* START Records for the task *

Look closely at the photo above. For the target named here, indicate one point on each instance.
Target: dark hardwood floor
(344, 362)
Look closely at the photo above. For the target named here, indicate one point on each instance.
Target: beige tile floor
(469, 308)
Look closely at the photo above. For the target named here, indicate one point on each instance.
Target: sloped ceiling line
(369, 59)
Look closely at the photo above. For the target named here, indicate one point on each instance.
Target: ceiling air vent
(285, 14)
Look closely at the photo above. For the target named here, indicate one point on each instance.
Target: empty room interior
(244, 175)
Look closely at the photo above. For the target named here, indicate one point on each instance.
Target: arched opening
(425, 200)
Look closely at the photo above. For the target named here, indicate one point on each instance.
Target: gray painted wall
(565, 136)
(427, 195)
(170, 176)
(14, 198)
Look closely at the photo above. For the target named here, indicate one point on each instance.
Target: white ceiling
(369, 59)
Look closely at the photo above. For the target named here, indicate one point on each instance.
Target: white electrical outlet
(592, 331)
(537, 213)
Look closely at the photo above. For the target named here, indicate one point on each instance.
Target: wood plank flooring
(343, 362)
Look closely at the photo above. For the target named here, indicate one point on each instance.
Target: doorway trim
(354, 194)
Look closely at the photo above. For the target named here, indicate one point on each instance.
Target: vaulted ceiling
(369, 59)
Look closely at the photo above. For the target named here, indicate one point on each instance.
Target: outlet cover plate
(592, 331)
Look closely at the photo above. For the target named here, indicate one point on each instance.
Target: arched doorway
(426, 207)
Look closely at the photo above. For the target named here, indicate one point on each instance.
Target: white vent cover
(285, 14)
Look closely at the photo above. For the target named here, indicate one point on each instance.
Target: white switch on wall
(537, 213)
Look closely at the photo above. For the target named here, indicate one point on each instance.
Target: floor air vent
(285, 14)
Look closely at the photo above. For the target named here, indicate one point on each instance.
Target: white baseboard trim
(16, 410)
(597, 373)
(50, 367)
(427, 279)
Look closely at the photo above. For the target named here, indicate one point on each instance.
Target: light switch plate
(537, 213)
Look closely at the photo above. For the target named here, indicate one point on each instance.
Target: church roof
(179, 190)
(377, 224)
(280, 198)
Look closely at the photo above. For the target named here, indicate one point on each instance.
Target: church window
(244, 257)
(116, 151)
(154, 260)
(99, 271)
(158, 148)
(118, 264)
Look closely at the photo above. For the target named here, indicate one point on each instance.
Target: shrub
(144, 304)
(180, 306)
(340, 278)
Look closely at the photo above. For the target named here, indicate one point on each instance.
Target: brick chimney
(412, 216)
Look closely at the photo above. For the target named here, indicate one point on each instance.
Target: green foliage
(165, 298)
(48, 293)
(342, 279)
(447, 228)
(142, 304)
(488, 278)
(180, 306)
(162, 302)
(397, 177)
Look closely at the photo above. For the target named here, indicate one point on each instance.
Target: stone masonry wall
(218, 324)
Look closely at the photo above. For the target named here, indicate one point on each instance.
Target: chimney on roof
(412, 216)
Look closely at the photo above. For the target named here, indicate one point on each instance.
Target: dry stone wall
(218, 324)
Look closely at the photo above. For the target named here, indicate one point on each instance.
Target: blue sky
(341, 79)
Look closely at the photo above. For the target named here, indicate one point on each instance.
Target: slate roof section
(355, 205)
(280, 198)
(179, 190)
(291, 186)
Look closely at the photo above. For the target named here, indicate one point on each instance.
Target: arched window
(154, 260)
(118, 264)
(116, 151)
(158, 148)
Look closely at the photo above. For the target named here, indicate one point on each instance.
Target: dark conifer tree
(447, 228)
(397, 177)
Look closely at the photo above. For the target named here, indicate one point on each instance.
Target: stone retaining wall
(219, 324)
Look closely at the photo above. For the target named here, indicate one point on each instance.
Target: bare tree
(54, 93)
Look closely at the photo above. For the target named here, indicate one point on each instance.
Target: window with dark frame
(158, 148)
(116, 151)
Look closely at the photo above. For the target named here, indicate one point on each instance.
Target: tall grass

* END Records for the task *

• Description of the task:
Count the lines in the rows above that contain the string "plate", with case counting. Reply with the number alone.

• Full solution:
2